Challenges:
- 1) In the essay below on how its author writes, how long did Zarathustra spend on the mountain finding wisdom?
- 2) Continue the essay below on how its author writes, starting right after its final line.

Quoted text:

Updated: Mar 31, 2020


Photo by J.R. Korpa on Unsplash.


So this guy Zarathustra went up the mountain and after ten years of finding wisdom he comes back down and tells the people, but he found out that nobody really wants to know. Well, a few of his pals and that's about it.


It's a story. Not much of one and if you've dipped into Nietzsche, you'll know why. Hey, we can't all be comedians.


Here's what I know about writing. Less than zilch. What I do know is everyone's different and there are no rules. It's about likes and dislikes and opinions and trends and what's happening now and what the markets want and what the platforms are creating.


It's about choice.


I'm in a point in my life where I choose as little as possible. Choice has to do with brain and I'm switching mine off all the time. It still chunters along now and then and tries to play dead and then fool me with a new phoney smile and tagline, but most of the time I kill it.


How do I write?


I have to say that I'm so new to the playground I really don't know how to play. The swings and the slides look wonderful and the sandpit is full of guys having a whale, but I like the pond with the ducks and the wooden bench and the open spaces.


There you go. Metaphor. If you look up the etymology and I love the root of things it comes from the Greek, '... from meta "over, across" (see meta-) + pherein "to carry, bear," from PIE root *bher- (1) "to carry," also "to bear children." Online Etymology Dictionary.


How about that? I'm in the playground giving birth. Weird.


I don't consider myself erudite enough, intellectual enough, proven enough to speak of how I write.


Here goes.

Data extract:
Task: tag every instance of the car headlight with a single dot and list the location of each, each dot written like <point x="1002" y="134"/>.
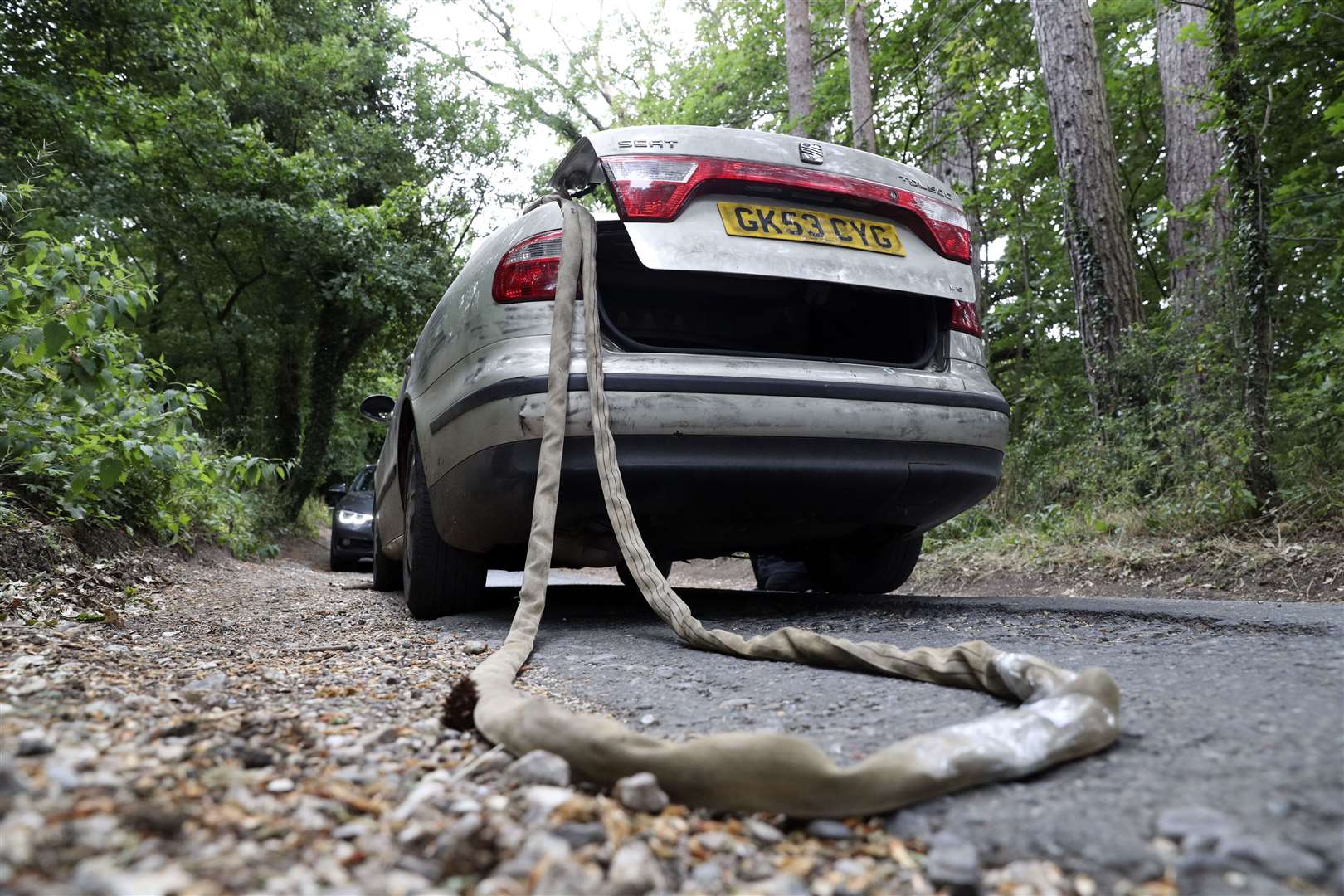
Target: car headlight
<point x="351" y="518"/>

Outputs in order:
- 1) Ten years.

- 2)
There are two ways, so far, and I've long ago ditched one of them. The old way was writing with an agenda. I wanted to say something. I wanted to preach, to proselytise. (Proselytise. Comes from the Latin for alien resident. Yeah, me to a T.).


I found that way of writing anal, boring, maudlin, self-indulgent. I realised this in my early twenties and am still extricating the seeds, (you know the bits that get stuck in your teeth and you can't get to?). So that's out the window, although it has insidious tentacles that slither and slide and pretend to be so cute and homey. No! Get back!


The other way is what I'm playing with and enjoying and find fascinating. I don't know if it works and what does that mean anyway and I'm not a scientist. I really love science, the purity, the patterns, the amazing symmetry, harmony that it entails and discovers in nature. I just don't trust scientists. That's it. Apart from the ones who alleviate human suffering.


Whoops. Deviation.


Simplicity. I love simplicity. I love clarity. I love rhythm and harmony and beautiful words and something that comes from nowhere.


That's what I try to do. I listen. I go still. I wait and allow whatever wants to come up from the psyche to come. Okay, I'm a conduit but I'm not a medium, not an interpreter. It comes from me, in me, it's still me, but not the surface, not the everyday. Not that there isn't a place for that. I love the everyday, the ordinary, but I know it's not just what I see. It has many layers and depths and meanings and I love that because it's mysterious. I love mystery.


I sit at the table with the laptop and I wait. There's a sort of wave that I ride when it flows and it's easy to destroy, to start trying to make it.


So my BIG RULE... never try.


I'm learning to listen to what I sense to be untouched by my frontal brain and what isn't. Of course, in all this, I may be absolutely deluded, insane and way off beam. I listen to my tutors and if they say something that sounds interesting I give it a go.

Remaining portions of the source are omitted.